■ **PROBLEM DETAILS**:
Starting at the line that contains "Exercise. Point out each instance of the green fence" and going through the last line, write the lines out again with "single marker" replaced by "single dot" and nothing else changed.

"""

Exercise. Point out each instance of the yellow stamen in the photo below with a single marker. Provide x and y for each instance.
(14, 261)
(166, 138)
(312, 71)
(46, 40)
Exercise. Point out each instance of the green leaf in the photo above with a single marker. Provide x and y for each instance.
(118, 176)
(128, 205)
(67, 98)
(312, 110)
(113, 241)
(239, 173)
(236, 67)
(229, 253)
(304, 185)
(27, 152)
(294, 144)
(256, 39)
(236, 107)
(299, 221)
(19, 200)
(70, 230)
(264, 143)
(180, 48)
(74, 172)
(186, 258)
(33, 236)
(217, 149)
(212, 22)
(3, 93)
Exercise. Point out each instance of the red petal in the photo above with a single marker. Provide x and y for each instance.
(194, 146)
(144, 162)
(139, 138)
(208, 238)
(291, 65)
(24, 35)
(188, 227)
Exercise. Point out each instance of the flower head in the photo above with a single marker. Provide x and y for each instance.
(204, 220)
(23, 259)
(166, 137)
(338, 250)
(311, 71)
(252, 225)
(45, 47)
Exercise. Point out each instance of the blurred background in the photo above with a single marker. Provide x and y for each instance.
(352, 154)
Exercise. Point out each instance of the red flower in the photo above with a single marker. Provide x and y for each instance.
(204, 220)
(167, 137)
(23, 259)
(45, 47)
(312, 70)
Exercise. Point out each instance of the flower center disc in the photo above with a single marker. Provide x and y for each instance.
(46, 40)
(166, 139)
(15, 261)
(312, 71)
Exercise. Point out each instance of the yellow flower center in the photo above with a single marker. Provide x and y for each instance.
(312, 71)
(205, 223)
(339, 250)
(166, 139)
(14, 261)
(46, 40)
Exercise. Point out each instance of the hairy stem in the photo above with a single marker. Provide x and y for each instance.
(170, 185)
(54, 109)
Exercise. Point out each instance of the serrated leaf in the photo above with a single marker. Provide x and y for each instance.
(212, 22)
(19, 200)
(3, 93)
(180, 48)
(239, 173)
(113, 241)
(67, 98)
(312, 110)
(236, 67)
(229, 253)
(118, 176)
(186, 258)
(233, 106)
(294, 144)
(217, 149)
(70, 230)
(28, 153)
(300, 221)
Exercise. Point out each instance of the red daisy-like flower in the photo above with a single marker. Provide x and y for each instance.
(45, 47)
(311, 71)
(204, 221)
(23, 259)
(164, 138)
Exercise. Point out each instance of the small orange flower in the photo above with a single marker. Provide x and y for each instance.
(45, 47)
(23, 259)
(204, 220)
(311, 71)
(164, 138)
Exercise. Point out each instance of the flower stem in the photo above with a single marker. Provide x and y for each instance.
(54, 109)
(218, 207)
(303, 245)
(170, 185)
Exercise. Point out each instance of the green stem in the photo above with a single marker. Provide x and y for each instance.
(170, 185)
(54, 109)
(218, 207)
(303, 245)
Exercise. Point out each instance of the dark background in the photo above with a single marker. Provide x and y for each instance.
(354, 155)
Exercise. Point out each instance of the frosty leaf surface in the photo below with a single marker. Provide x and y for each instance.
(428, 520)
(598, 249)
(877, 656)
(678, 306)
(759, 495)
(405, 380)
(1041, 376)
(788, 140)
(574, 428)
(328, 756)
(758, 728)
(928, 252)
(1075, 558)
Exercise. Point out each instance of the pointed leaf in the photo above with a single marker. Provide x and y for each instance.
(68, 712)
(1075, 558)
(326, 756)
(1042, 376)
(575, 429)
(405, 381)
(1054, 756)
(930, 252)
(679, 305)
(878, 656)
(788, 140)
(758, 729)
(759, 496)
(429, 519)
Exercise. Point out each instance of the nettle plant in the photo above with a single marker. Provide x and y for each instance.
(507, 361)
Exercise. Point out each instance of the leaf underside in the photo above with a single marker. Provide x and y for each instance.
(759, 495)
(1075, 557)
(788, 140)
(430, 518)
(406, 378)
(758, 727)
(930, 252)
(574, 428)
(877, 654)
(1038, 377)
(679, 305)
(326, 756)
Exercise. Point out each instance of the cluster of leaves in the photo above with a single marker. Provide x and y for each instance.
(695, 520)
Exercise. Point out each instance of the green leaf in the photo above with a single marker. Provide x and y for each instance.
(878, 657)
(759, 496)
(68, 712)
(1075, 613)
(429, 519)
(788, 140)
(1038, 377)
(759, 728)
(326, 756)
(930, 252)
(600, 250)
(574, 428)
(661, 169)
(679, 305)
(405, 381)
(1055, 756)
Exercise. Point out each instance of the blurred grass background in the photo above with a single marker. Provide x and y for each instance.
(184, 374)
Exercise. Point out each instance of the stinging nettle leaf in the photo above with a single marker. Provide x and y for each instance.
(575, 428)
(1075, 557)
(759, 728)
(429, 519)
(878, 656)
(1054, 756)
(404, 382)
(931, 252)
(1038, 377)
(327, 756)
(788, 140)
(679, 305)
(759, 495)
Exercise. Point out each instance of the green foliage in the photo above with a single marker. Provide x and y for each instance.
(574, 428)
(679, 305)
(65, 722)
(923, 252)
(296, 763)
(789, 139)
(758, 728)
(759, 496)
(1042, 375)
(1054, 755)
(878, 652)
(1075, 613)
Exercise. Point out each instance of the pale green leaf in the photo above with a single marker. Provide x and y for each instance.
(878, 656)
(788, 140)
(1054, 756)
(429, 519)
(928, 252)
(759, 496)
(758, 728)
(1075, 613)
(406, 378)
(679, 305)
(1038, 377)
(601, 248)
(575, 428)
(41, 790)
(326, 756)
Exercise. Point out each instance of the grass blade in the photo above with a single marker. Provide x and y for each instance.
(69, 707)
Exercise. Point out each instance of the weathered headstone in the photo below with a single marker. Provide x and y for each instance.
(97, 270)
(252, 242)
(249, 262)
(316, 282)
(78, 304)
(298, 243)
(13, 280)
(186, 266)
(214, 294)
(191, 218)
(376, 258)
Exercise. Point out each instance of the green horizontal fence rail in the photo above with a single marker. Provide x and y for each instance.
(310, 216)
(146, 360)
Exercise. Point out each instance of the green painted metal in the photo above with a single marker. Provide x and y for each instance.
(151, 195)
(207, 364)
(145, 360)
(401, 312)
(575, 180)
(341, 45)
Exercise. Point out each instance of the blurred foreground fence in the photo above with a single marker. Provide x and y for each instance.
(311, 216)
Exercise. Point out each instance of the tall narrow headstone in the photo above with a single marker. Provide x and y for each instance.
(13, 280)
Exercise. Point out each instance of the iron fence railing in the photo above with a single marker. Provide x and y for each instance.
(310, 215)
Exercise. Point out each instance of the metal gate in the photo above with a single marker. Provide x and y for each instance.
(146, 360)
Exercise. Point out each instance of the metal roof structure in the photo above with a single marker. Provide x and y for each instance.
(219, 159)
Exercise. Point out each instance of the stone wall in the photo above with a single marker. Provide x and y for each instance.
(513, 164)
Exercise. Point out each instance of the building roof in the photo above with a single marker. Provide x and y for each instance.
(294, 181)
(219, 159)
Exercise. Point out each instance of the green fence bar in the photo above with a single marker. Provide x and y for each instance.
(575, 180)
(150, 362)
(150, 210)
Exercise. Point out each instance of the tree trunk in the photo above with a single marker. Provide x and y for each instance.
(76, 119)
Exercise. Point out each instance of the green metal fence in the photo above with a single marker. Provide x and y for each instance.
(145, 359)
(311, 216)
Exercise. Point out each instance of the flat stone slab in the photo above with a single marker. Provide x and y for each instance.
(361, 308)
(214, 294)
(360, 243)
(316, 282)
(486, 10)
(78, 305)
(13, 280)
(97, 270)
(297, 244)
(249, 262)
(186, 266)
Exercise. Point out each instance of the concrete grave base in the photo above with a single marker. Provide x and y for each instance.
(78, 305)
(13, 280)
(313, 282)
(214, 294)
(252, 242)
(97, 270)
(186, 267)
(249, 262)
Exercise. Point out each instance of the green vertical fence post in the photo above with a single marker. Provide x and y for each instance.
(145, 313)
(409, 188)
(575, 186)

"""

■ **WORKED SOLUTION**:
Exercise. Point out each instance of the green fence bar in the photo above with a single dot. Provide x and y for each instance.
(575, 180)
(150, 362)
(150, 210)
Exercise. Point out each instance of the tree trunk in the photo above with a single dot. Provide x and y for each instance.
(76, 119)
Exercise. Point out each instance of the green metal fence in the photo above with a single dot. Provide x and y for each instance.
(145, 359)
(311, 216)
Exercise. Point out each instance of the flat stone slab in the photo above with a single dot. Provide x and y for each instance.
(361, 308)
(214, 294)
(360, 243)
(316, 282)
(486, 10)
(78, 305)
(13, 280)
(97, 270)
(297, 244)
(249, 262)
(186, 266)
Exercise. Point out each instance of the concrete grave base in the photo above with a single dot. Provide x and y for each instance.
(78, 305)
(13, 280)
(313, 282)
(214, 294)
(252, 242)
(97, 270)
(186, 267)
(249, 262)
Exercise. Point out each instance of the green vertical fence post in the photo above with a single dot. Provide x and y for each instance.
(145, 313)
(409, 188)
(575, 186)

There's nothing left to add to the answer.